__Task to complete__. Across the entries below, how many lines have the string "segment" in them? Reply with only the number.

** Recorded data follows **

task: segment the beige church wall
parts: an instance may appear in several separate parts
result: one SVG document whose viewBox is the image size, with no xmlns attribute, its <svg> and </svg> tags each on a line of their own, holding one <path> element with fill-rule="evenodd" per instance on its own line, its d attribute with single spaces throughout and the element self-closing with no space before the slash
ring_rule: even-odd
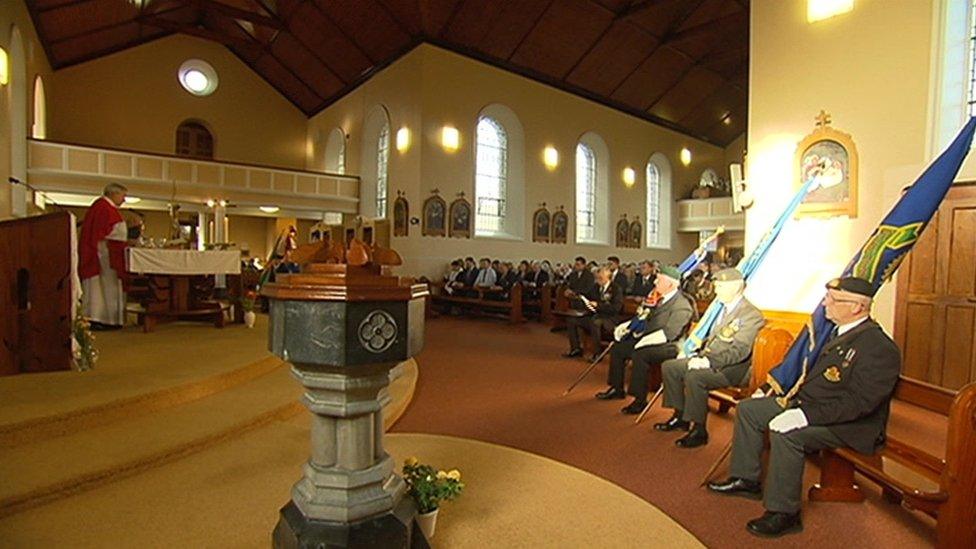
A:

** End of Recorded data **
** Recorded data follows **

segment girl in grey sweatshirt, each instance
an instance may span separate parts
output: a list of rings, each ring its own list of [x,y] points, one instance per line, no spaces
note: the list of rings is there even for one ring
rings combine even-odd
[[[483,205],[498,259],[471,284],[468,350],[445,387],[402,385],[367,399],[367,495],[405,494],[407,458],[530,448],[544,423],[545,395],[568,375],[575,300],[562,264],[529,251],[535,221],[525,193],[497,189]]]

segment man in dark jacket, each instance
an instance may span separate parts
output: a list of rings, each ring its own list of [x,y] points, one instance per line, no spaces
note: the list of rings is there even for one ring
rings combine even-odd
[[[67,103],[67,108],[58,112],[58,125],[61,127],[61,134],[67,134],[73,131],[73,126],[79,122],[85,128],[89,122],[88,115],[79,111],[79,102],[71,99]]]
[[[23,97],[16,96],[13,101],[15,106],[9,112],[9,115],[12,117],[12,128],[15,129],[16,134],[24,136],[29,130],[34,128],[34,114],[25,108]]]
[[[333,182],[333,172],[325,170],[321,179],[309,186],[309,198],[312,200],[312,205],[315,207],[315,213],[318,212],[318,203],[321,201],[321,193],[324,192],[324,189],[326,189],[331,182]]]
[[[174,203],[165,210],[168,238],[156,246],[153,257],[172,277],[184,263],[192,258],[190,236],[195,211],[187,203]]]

** End of Recorded data **
** Recorded data follows **

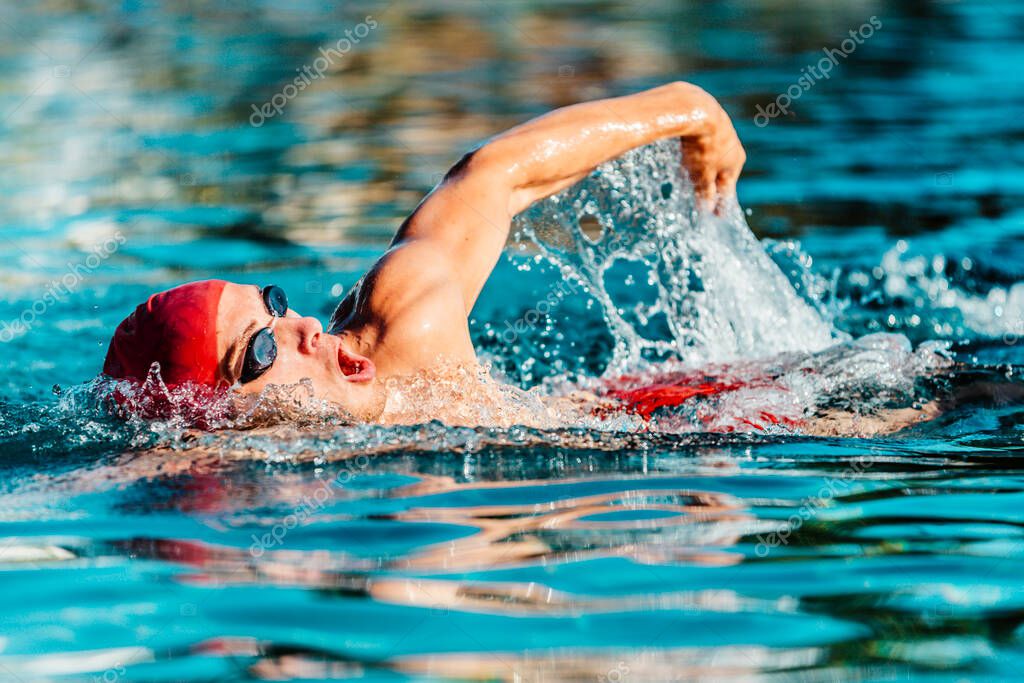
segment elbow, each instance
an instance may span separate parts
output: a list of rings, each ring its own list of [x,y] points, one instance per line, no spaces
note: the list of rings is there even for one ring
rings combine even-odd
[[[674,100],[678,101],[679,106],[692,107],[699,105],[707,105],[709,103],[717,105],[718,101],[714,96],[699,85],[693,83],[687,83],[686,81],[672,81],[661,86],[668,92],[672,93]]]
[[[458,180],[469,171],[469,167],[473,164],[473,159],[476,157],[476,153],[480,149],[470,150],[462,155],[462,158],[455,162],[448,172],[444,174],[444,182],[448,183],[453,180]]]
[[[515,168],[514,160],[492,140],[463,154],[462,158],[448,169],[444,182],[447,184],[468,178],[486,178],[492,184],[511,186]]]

** End of Recorded data **

__Response area__. 4